SUPPLIED PASSAGE:
+ + + + +

2. Update PKGBUILD source=() array to include them. ✓ done.
3. Bump `pkgrel` from 1 to 2. ✓ done.
4. Run `makepkg -fs --noconfirm` on boltzmann (native, 8 cores, no distcc per kernel-agent policy). ⏳ in progress.
5. Stage sddm auto-login as `mfritsche` (`/etc/sddm.conf.d/20-autologin.conf`) on fresnel before reboot. ✓ done.
6. scp `linux-fresnel-fourier-7.0-2-aarch64.pkg.tar.zst` from boltzmann to fresnel.
7. `sudo pacman -U` on fresnel.
8. Reboot fresnel.
9. Verify new kernel running (`uname -a` reports `7.0.0-fresnel-fourier` with newer build timestamp).
10. Run 5-codec sweep + γ instrumentation to check whether Bug 4 + Bug 5 hashes change.
## Risks
- **R-1**: RFC v2 patch doesn't apply cleanly to mmind v7.0 base. Probability: low — same base as v1 which built clean (existing 7.0-1 package). Mitigation: if patch fails, fix conflicts manually on boltzmann; rebuild.

+ + + + +

GIVEN INFORMATION:
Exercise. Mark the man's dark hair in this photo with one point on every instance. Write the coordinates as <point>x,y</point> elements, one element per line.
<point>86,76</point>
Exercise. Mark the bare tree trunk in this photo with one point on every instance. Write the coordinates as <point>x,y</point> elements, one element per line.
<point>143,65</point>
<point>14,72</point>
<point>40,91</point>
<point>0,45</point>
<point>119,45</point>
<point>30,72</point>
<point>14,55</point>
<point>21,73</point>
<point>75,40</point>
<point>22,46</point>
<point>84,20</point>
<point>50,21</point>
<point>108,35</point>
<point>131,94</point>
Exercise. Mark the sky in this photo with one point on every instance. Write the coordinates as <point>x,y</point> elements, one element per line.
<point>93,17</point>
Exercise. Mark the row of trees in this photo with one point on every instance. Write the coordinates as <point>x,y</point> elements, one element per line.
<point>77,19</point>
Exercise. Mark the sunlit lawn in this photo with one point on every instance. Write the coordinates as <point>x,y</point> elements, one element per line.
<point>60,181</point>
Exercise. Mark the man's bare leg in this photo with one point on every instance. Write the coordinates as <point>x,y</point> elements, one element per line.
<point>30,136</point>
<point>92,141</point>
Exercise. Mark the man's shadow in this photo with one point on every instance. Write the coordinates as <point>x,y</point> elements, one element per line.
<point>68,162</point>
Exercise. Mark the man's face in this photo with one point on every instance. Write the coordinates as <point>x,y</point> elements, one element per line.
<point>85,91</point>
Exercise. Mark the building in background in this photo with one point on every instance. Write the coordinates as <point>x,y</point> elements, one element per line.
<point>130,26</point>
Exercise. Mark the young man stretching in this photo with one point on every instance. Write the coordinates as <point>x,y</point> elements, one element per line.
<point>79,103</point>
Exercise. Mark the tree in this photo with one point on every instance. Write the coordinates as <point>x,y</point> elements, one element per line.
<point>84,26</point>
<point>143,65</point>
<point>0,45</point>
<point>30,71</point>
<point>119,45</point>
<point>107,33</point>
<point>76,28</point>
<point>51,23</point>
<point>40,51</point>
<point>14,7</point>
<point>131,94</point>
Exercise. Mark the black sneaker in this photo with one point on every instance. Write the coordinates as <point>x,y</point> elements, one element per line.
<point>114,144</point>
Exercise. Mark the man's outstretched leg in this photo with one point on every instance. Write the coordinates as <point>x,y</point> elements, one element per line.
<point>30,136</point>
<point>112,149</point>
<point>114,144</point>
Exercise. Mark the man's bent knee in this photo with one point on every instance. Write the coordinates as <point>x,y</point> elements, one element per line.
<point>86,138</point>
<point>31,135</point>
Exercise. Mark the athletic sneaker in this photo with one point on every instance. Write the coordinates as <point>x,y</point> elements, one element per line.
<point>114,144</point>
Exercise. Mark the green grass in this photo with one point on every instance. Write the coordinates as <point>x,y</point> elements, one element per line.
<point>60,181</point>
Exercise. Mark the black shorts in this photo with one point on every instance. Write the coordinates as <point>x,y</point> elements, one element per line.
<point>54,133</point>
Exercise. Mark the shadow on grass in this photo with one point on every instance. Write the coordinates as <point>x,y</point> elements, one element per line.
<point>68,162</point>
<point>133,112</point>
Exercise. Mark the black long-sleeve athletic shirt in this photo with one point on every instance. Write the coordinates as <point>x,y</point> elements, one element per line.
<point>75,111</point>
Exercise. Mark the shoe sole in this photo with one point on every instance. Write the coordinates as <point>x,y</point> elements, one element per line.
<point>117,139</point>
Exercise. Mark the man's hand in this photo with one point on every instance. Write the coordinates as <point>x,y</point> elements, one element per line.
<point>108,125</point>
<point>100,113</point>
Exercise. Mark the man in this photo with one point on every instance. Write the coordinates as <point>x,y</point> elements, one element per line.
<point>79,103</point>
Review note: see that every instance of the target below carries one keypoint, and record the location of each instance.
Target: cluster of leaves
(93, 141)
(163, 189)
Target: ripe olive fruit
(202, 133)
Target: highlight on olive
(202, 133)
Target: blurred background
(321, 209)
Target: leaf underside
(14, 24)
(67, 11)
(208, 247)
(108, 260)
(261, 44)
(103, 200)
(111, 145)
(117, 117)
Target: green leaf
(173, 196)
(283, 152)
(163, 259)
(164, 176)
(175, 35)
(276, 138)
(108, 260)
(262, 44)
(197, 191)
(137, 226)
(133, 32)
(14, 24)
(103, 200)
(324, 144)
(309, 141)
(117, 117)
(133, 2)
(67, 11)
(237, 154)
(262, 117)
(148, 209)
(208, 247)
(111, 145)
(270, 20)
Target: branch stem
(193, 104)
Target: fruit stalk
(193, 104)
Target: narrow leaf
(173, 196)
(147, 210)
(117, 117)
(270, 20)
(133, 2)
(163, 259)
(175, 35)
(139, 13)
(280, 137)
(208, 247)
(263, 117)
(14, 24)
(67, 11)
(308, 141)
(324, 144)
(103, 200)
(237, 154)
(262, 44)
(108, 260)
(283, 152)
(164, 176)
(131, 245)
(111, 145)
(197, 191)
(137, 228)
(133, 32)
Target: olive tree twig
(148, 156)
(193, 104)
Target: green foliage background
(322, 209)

+ + + + +

TASKS TO COMPLETE:
1. In the kernel rebuild plan, on which machine is `makepkg -fs --noconfirm` run?
2. Transcribe the part of the kernel rebuild plan starting with "9. Verify new" and going on through "5 hashes change.".
The data above is separate material and unrelated to the kernel rebuild plan.

ANSWERS FOR EACH ITEM:
1. On boltzmann.

2.
9. Verify new kernel running (`uname -a` reports `7.0.0-fresnel-fourier` with newer build timestamp).
10. Run 5-codec sweep + γ instrumentation to check whether Bug 4 + Bug 5 hashes change.